Stated problem A - Copy these records word for word. Begin at the line that contains "The client would like the woman's eye" and stop after the line that contains "[243,0,416,134]".

Given passage -
▼

I was busy writing an elaborate response to this but Pinski beat me to it.
I would also indeed rather have you just add the RTL patterns for vec_duplate
of the partial modes. I don't think they really require that much churn.
Whether you take a subreg or just use a 128-bit/64-bit vector dup the semantic
remains the same, as long as we access the register in their intended modes
the result is sound.
So I think you should really just define the vec_duplicates and you only really need
2 new RTL patterns.
Additionally I'd not want to lose that gen_vec_duplicate just works. Requiring a target
specific function is always annoying. It works better if we can just support the generic
abstractions.
Thanks,
Tamar
>
> Thanks,
> Andrea
>
>
>
> >
> > I've added the reduced testcase from the PR, as well as appended some
> > similar tests to vec_init_5.c and vec-init-23.c.
> >
> > Regtested and bootstrapped on aarch64-linux-gnu.
> >
> > PR target/125538
> >
> > gcc/ChangeLog:
> >
> > * config/aarch64/aarch64-protos.h (aarch64_gen_vec_duplicate):
> > Declare new function.
> > * config/aarch64/aarch64.cc (aarch64_gen_vec_duplicate): Define
> > it.
> > (aarch64_expand_vector_init_fallback): Use
> > aarch64_gen_vec_duplicate () instead of gen_vec_duplicate ().
> >
> > gcc/testsuite/ChangeLog:
> >
> > * gcc.target/aarch64/sve/vec_init_5.c: Add new 8/16-bit testcases.
> > * gcc.target/aarch64/vec-init-23.c: Likewise.
> > * gcc.target/aarch64/pr125538.c: New test.

▲

Stated problem B - Write the next part of the mailing-list reply about the aarch64 vec_duplicate patch, picking up after its last line.

Data shown -
▼

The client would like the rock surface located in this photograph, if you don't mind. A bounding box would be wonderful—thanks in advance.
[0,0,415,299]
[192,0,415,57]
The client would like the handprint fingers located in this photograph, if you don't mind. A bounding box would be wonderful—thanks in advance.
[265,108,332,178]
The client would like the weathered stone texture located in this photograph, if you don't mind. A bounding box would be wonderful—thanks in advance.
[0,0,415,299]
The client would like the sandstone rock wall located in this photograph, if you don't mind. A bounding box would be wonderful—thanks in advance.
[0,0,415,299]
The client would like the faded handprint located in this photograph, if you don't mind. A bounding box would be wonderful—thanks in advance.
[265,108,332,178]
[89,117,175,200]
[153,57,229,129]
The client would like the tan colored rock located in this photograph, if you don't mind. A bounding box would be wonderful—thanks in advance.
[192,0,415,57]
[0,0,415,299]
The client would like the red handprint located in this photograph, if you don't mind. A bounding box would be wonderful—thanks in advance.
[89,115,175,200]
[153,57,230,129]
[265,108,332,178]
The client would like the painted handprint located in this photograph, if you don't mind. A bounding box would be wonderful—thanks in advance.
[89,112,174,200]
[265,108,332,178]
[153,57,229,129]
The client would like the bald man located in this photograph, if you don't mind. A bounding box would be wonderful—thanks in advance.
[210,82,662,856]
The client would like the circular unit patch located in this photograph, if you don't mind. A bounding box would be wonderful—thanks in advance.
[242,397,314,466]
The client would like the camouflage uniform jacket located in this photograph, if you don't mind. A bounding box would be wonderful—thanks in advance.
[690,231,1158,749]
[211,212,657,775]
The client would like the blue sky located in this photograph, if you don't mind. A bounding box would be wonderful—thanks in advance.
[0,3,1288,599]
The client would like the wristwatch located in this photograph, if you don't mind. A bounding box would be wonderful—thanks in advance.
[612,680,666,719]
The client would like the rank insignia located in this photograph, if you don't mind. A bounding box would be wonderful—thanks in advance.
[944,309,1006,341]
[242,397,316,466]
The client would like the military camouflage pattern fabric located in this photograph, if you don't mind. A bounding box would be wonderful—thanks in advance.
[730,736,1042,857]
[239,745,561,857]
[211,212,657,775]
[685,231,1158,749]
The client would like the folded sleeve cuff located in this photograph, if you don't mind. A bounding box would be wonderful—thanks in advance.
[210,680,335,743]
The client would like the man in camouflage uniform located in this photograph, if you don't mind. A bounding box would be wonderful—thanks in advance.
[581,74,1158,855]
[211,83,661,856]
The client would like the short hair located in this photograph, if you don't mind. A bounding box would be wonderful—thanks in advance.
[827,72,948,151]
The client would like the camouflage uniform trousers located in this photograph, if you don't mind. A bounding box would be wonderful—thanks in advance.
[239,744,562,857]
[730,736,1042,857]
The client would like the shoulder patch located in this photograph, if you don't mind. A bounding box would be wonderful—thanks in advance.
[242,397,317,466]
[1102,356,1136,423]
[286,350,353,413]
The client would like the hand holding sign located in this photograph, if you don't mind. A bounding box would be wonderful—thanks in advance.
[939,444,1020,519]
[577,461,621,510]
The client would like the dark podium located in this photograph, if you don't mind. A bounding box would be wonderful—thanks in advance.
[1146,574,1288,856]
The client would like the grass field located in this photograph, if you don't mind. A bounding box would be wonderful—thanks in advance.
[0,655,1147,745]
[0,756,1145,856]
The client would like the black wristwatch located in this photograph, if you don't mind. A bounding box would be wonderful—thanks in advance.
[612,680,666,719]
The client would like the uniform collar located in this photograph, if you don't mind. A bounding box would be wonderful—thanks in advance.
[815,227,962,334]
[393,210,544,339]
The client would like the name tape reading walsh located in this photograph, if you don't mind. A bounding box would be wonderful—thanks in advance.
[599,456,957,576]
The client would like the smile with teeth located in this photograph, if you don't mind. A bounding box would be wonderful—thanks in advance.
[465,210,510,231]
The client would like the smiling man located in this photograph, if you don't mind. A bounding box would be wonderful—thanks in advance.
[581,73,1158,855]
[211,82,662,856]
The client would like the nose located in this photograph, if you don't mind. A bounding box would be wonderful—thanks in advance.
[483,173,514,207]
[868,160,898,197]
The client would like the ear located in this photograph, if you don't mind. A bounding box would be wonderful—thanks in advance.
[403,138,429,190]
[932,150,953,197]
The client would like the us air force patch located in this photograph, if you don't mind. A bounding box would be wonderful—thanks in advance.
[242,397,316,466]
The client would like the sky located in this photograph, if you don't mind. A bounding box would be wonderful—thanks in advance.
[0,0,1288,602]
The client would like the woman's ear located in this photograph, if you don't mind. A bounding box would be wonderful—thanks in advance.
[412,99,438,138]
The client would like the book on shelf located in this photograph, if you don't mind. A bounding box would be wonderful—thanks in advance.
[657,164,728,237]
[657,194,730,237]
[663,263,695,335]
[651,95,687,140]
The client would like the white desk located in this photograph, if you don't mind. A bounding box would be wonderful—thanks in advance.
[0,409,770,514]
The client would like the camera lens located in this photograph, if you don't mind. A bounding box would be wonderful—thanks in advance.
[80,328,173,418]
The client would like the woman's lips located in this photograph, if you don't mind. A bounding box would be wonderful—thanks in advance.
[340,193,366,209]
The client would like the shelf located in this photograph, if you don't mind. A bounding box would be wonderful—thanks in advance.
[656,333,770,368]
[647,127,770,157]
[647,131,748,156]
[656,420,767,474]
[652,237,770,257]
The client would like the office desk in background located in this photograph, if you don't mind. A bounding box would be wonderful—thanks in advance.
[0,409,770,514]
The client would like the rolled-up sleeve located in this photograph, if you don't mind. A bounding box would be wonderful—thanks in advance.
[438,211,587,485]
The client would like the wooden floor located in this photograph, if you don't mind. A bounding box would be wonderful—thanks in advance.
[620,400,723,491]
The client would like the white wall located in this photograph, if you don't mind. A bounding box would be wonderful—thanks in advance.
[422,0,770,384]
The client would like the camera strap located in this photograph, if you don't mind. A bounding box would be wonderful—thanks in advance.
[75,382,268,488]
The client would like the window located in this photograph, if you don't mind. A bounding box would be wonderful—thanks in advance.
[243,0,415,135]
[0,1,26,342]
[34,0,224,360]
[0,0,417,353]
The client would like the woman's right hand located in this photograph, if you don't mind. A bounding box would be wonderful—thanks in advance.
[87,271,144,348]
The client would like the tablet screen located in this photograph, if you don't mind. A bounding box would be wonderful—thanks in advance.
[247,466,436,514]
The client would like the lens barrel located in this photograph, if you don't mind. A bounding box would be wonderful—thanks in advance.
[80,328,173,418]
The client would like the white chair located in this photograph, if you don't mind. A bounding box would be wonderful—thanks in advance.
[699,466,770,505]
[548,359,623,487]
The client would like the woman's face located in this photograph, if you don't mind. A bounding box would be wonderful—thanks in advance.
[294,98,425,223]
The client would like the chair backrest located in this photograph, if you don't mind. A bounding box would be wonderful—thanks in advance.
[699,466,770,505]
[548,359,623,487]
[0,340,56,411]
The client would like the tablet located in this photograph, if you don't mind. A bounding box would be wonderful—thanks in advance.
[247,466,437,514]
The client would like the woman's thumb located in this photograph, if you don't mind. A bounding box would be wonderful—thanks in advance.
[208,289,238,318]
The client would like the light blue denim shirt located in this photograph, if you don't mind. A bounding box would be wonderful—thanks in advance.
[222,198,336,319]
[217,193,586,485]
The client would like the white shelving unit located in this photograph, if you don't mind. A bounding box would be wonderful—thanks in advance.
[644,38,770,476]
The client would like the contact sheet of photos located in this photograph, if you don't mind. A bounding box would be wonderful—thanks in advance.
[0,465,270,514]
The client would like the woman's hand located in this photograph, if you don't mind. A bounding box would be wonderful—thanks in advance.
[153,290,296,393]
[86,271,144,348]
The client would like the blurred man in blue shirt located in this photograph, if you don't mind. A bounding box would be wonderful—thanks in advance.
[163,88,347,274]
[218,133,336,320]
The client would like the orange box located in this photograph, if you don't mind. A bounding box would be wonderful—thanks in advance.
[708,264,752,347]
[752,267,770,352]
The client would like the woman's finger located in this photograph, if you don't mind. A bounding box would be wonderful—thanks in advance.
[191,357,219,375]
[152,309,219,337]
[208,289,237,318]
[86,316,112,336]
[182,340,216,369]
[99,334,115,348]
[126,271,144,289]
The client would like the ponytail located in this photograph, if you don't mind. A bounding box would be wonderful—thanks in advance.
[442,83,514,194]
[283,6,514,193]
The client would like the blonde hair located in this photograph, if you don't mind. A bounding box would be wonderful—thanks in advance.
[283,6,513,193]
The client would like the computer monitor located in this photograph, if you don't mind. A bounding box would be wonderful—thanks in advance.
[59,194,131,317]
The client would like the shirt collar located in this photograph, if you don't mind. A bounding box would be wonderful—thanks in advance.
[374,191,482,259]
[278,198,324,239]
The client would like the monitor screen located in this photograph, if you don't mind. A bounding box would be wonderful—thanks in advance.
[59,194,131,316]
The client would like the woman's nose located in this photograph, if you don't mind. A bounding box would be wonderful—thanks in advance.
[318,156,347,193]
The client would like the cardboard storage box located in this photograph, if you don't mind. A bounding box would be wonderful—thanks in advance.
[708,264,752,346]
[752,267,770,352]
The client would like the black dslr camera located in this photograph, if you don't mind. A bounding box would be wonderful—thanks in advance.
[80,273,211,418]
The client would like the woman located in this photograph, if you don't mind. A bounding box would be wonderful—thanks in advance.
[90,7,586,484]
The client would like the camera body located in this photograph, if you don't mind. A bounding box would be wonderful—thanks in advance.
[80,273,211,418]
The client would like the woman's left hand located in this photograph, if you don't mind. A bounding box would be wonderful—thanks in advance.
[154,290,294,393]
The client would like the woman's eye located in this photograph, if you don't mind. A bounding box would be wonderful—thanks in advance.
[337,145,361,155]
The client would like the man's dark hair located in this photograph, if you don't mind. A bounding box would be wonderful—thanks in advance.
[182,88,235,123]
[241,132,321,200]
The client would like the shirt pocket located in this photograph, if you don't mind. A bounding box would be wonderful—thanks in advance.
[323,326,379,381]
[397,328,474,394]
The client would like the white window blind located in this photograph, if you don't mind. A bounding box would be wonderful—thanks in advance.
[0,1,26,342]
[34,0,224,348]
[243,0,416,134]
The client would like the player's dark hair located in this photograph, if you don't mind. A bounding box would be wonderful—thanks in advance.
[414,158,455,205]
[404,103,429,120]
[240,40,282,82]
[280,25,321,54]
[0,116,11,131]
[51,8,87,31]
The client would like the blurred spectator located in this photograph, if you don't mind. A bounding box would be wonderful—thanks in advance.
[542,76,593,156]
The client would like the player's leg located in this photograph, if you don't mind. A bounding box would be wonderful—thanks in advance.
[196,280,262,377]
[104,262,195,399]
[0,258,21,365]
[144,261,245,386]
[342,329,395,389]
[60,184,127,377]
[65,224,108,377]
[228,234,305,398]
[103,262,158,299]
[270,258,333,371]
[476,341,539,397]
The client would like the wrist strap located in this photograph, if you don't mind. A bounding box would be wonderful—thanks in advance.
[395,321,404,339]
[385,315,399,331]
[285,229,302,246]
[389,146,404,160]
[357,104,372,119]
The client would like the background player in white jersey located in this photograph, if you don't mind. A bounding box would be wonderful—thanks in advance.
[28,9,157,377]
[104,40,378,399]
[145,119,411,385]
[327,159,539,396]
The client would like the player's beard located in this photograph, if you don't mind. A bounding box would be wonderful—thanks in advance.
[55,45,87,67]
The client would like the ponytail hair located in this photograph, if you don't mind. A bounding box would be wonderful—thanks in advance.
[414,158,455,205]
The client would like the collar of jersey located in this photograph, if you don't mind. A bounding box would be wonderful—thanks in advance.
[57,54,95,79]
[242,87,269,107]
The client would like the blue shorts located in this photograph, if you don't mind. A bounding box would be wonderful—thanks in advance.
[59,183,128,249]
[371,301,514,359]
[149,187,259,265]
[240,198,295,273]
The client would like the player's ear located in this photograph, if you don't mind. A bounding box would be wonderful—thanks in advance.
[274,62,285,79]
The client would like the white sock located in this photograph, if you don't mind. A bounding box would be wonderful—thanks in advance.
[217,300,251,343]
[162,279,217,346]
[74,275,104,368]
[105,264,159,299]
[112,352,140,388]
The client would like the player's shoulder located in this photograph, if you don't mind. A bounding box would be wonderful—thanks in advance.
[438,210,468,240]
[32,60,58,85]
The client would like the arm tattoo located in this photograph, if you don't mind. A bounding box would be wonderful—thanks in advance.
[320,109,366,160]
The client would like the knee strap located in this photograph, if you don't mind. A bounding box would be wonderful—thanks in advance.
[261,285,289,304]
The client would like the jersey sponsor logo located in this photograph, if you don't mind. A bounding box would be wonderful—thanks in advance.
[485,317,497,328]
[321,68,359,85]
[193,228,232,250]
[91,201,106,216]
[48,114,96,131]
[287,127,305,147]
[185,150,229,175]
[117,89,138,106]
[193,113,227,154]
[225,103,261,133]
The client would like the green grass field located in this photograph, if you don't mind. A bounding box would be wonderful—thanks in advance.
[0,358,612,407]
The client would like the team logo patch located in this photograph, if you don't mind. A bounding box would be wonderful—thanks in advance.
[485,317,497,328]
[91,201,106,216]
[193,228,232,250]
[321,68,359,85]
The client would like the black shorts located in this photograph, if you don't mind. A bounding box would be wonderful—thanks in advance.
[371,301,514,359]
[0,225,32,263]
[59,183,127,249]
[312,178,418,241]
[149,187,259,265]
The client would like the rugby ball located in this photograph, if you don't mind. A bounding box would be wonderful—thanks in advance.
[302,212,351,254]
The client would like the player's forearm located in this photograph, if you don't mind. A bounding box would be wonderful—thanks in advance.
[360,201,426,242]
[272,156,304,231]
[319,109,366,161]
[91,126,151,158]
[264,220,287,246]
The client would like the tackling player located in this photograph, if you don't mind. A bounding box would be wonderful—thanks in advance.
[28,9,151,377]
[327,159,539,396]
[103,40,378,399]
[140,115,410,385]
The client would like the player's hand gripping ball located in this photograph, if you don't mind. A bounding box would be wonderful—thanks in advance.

▲

Written answer A -
The client would like the woman's eye located in this photograph, if you don't mind. A bounding box would be wonderful—thanks in advance.
[337,145,361,155]
The client would like the man's dark hair located in this photograph, if you don't mind. A bounding box would be wonderful—thanks in advance.
[182,88,235,123]
[241,132,321,200]
The client would like the shirt pocket located in this photograph, if you don't mind. A bounding box would be wonderful—thanks in advance.
[323,326,379,381]
[397,328,474,394]
The client would like the white window blind located in this photograph, if you don't mind. A bounding box would be wonderful—thanks in advance.
[0,1,26,342]
[34,0,224,348]
[243,0,416,134]

Written answer B -
> > ---
> > gcc/config/aarch64/aarch64-protos.h | 1 +
> > gcc/config/aarch64/aarch64.cc | 36 ++++++++--
> > gcc/testsuite/gcc.target/aarch64/pr125538.c | 20 ++++++
> > .../gcc.target/aarch64/sve/vec_init_5.c | 69 ++++++++++++++++++
> > .../gcc.target/aarch64/vec-init-23.c | 71 ++++++++++++++++++-
> > 5 files changed, 191 insertions(+), 6 deletions(-)
> > create mode 100644 gcc/testsuite/gcc.target/aarch64/pr125538.c
> >
> > diff --git a/gcc/config/aarch64/aarch64-protos.h
> b/gcc/config/aarch64/aarch64-protos.h
> > index 513b556398f..3e679f6d36a 100644
> > --- a/gcc/config/aarch64/aarch64-protos.h
> > +++ b/gcc/config/aarch64/aarch64-protos.h
> > @@ -1014,6 +1014,7 @@ rtx aarch64_mask_from_zextract_ops (rtx, rtx);
> > rtx aarch64_return_addr_rtx (void);
> > rtx aarch64_return_addr (int, rtx);
> > rtx aarch64_simd_gen_const_vector_dup (machine_mode,
> HOST_WIDE_INT);
> > +rtx aarch64_gen_vec_duplicate (machine_mode, rtx);
> > rtx aarch64_gen_shareable_zero (machine_mode);
> > bool aarch64_split_simd_shift_p (rtx_insn *);
> > bool aarch64_simd_mem_operand_p (rtx);
> > diff --git a/gcc/config/aarch64/aarch64.cc b/gcc/config/aarch64/aarch64.cc
> > index 5a859e12b1a..4c7173c162a 100644
> > --- a/gcc/config/aarch64/aarch64.cc
> > +++ b/gcc/config/aarch64/aarch64.cc
> > @@ -25039,6 +25039,30 @@ aarch64_gen_shareable_zero
> (machine_mode mode)
> > return lowpart_subreg (mode, reg, GET_MODE (reg));
> > }
> >
> > +/* Duplicate value X into a vector of type MODE. In case MODE is a
> > + sub-64-bit mode and the result isn't a const_vector, duplicate into a
> > + full register and take a SUBREG of that. */
> > +
> > +rtx
> > +aarch64_gen_vec_duplicate (machine_mode mode, rtx x)
> > +{
> > + gcc_assert (VECTOR_MODE_P (mode));
> > +
> > + if (!aarch64_advsimd_sub_dword_mode_p (mode))
> > + return gen_vec_duplicate (mode, x);
> > +
> > + if (valid_for_const_vector_p (mode, x))
> > + return gen_const_vec_duplicate (mode, x);
> > +
> > + machine_mode dup_mode = mode_for_vector (GET_MODE_INNER
> (mode),
> > + 64 / GET_MODE_BITSIZE (GET_MODE_INNER (mode)))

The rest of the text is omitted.